▶ Task description
Print every entry below exactly, leaving out the pictures.

---------- Record extracts ----------

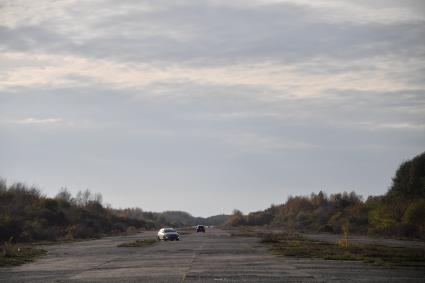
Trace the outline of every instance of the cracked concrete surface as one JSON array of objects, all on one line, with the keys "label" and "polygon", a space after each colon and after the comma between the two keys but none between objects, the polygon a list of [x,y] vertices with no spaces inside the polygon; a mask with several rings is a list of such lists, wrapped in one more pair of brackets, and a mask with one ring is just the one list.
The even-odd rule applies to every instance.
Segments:
[{"label": "cracked concrete surface", "polygon": [[46,246],[48,255],[36,262],[1,268],[0,282],[425,282],[423,268],[276,257],[258,239],[220,229],[143,248],[117,247],[155,235]]}]

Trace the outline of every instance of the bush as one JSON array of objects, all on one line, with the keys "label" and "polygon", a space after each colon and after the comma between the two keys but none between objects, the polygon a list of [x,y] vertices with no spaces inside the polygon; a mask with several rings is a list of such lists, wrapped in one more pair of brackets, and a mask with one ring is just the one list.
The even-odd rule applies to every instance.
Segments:
[{"label": "bush", "polygon": [[245,225],[245,217],[240,210],[235,209],[233,214],[230,215],[229,219],[227,220],[227,224],[230,226]]},{"label": "bush", "polygon": [[127,231],[125,232],[127,235],[134,235],[137,234],[137,229],[134,226],[127,227]]},{"label": "bush", "polygon": [[403,215],[402,223],[408,234],[425,238],[425,199],[412,202]]}]

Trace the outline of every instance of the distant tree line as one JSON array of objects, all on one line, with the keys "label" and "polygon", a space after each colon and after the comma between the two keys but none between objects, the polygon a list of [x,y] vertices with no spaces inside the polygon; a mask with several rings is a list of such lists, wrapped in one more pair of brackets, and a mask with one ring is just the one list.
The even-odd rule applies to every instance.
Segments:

----------

▶ Reply
Trace the outline of every instance of the cracked concrete surface as one JSON array of objects, all on one line, with the keys "label" and "polygon", a space after each colon and after the comma between the two keys but none between objects, the polygon a list of [x,y] vertices with no spaces inside the polygon; a mask with several rings is a list of such lists, wrapped in one more pair of brackets, and a mask with one ring is just the one list.
The even-odd rule applies to every instance.
Segments:
[{"label": "cracked concrete surface", "polygon": [[46,246],[48,255],[36,262],[1,268],[0,282],[425,282],[423,268],[276,257],[258,239],[220,229],[143,248],[117,247],[155,235]]}]

Trace the outline of every instance of the bush as one JSON array of objects, all on one line, with the keys "label" and "polygon", a space after each colon and after the comma between the two keys but none between objects, the polygon a list of [x,y] vertices with no spaces inside the polygon; a mask with several rings is a list of such lists, wrapped in one more pair of brackets, and a mask with one ring is just the one list.
The even-odd rule applies to every instance.
Segments:
[{"label": "bush", "polygon": [[245,225],[245,217],[240,210],[235,209],[233,214],[230,215],[229,219],[227,220],[227,224],[230,226]]},{"label": "bush", "polygon": [[127,231],[125,232],[127,235],[134,235],[137,234],[137,229],[134,226],[127,227]]},{"label": "bush", "polygon": [[403,215],[402,223],[408,234],[425,238],[425,199],[412,202]]}]

Trace the outline of every instance of the distant tree line as one JSON array of objects, all on one line, with the keys "label" and "polygon", a space after each colon and after the comma between the two keys but none between objects, the polygon a list of [x,y] vertices with no spaces inside the polygon; a mask with several rings is a list of such lists, wrapped in one more pair of brackets, and a mask with one ring is just the one list.
The even-odd rule applies to every instance.
Segments:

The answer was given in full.